Records of labeled points:
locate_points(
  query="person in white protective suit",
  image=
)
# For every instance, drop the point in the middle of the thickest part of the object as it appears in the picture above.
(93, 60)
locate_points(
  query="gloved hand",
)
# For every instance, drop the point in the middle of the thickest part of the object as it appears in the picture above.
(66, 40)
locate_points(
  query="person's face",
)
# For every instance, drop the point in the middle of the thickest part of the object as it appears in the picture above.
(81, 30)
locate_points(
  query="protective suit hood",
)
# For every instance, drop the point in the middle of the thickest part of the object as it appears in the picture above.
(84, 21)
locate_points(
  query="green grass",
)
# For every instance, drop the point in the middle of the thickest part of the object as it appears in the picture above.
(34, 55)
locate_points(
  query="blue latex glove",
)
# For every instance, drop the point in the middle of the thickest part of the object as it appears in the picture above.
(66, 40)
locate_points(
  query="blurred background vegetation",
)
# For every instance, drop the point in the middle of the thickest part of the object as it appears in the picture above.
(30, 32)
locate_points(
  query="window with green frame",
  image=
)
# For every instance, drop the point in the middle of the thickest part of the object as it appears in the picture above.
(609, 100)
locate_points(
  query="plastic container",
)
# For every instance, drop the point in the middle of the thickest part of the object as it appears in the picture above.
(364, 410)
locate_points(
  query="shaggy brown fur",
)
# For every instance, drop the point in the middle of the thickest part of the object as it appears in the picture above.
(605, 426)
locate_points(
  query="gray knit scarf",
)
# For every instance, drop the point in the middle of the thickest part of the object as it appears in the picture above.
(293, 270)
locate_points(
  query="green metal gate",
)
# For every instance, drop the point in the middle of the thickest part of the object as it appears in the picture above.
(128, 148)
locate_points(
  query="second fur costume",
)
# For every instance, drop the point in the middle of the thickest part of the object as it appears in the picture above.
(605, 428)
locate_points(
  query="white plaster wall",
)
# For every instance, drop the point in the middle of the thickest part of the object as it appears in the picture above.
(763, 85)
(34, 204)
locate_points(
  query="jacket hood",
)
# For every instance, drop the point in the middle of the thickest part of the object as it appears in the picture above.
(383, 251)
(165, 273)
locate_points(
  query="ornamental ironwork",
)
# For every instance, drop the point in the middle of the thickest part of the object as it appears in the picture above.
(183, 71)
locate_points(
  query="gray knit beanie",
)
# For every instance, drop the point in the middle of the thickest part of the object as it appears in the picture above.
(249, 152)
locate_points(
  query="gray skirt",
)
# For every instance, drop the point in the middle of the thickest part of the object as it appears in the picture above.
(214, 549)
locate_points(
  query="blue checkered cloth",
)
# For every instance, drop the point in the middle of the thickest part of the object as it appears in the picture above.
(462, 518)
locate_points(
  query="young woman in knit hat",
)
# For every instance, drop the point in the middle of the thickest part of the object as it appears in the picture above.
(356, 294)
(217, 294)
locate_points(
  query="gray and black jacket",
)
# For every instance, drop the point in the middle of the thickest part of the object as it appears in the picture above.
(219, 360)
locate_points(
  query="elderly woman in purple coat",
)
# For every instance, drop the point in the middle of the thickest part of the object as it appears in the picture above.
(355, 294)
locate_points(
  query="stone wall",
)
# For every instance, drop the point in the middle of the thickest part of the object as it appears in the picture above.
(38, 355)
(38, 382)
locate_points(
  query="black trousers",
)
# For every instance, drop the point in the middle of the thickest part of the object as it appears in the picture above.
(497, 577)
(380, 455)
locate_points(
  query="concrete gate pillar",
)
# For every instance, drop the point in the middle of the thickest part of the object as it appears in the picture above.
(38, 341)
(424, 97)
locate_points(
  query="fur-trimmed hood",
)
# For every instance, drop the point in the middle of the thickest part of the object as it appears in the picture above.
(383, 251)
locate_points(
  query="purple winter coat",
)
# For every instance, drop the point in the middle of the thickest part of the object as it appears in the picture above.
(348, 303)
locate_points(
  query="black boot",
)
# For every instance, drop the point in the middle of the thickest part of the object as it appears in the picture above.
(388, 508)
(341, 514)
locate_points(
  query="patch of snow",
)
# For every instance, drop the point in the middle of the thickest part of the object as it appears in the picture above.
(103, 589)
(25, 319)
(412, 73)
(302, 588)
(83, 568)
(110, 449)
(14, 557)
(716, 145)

Goal of the exercise:
Make a verbatim copy of every entry shown above.

Written reply:
locate_points(
  query="person in white protective suit",
  image=
)
# For every instance, drop the point in the middle of the thickest part of the object as it appears in the picture above.
(93, 60)
locate_points(
  query="gloved hand",
)
# For every instance, drop the point in the middle of the thickest part of the object as it appears in the picture above.
(66, 40)
locate_points(
  query="person's face",
)
# For every instance, drop the point in the middle of the thickest part of the object as it appears in the picture above.
(81, 30)
locate_points(
  query="protective suit hood",
)
# For every instance, drop the point in the middle of the thickest part of the object as it appears in the picture above.
(84, 21)
locate_points(
  query="green grass",
)
# For every instance, drop the point in the middle of the thickest part of the object as it appears in the picture above.
(34, 55)
locate_points(
  query="blue latex glove",
)
# For every instance, drop the point in the middle of the thickest part of the object as it appears in the picture above.
(66, 40)
locate_points(
  query="blurred background vegetation",
)
# For every instance, drop the point in the middle of the thickest part of the object as it appears in the picture above.
(30, 32)
locate_points(
  query="window with green frame",
  image=
)
# For every instance, drop the point in the middle of the thickest part of the object as it appears in the picture above.
(609, 100)
locate_points(
  query="plastic container",
)
# For every instance, drop the point in the middle of the thickest part of the object as it appears in the picture above.
(364, 410)
locate_points(
  query="shaggy brown fur",
)
# For every instance, drop the point in the middle of the thickest part of the object as it appears in the picture above.
(605, 426)
locate_points(
  query="gray knit scarf",
)
# For every instance, drop the point in the middle of the thickest part of the object as it appears in the picture above.
(293, 270)
locate_points(
  query="green metal gate",
)
# For every instance, drop the point in the middle of the thickest part of the object as it appears in the picture above.
(128, 148)
locate_points(
  query="second fur costume",
)
# For every instance, drop the point in the middle of the thickest part of the object as it appears in the picture above.
(605, 428)
locate_points(
  query="white plaster wall",
)
# For every instance, drop the point in the middle of the thickest part of the object as it appears in the picture above.
(763, 85)
(34, 204)
locate_points(
  query="jacket hood",
)
# For every instance, drop the point in the middle of the thickest part of the object as it appears in the picture above.
(383, 251)
(165, 273)
locate_points(
  query="ornamental ironwork",
)
# For every instance, drop the point in the middle of the thickest part of the object as it appears in the picture above.
(183, 71)
locate_points(
  query="gray knit beanie",
)
# For every instance, drop the point in the middle of the thickest part of the object as it appears in the picture above.
(249, 152)
locate_points(
  query="gray skirt",
)
# For every instance, drop the point in the middle of the thickest part of the object as it appears in the picture above.
(214, 549)
locate_points(
  query="blue checkered cloth",
)
# For every instance, drop the point in the middle of the thickest part of the object as it appears in the picture above.
(462, 518)
locate_points(
  query="young woman in knit hat",
)
# For every instance, drop the point in the middle of the thickest part of the object as it appears in the picture above.
(356, 294)
(217, 294)
locate_points(
  query="gray and black jacket",
)
# For every instance, drop the point in the middle of the thickest part of the object as it appears in the picture above.
(219, 360)
locate_points(
  query="elderly woman in purple coat",
)
# For every instance, drop the point in the middle of the thickest part of the object as it appears in the picture above.
(355, 294)
locate_points(
  query="stone wall",
)
# For every instance, drop the point in the middle of the thickest part of the object as it appears in the picture above.
(38, 355)
(38, 382)
locate_points(
  query="black trousers",
)
# For every instance, drop the point in the middle of the thickest part of the object as it appears in the picture above.
(497, 577)
(380, 455)
locate_points(
  query="concrete gate pillar",
)
# For every instance, drop the point in the middle of the thickest part of the object as it appears in the picture above.
(38, 341)
(424, 97)
locate_points(
  query="fur-trimmed hood",
)
# For every instance, drop the point in the middle of the thickest part of the object as it appears in the picture above.
(383, 251)
locate_points(
  query="purple winter coat",
)
# For every instance, drop the point in the middle of the thickest part of the object as it appears in the picture above.
(348, 303)
locate_points(
  query="black boot",
)
# For every instance, drop the point in the middle of the thickest part of the object as it appears in the picture above.
(388, 508)
(341, 514)
locate_points(
  query="patch of snow",
)
# For every instance, drop the point in the middle of the thickest part of the object as it appears in the picture above.
(103, 589)
(25, 319)
(412, 73)
(302, 588)
(83, 568)
(110, 449)
(14, 557)
(716, 145)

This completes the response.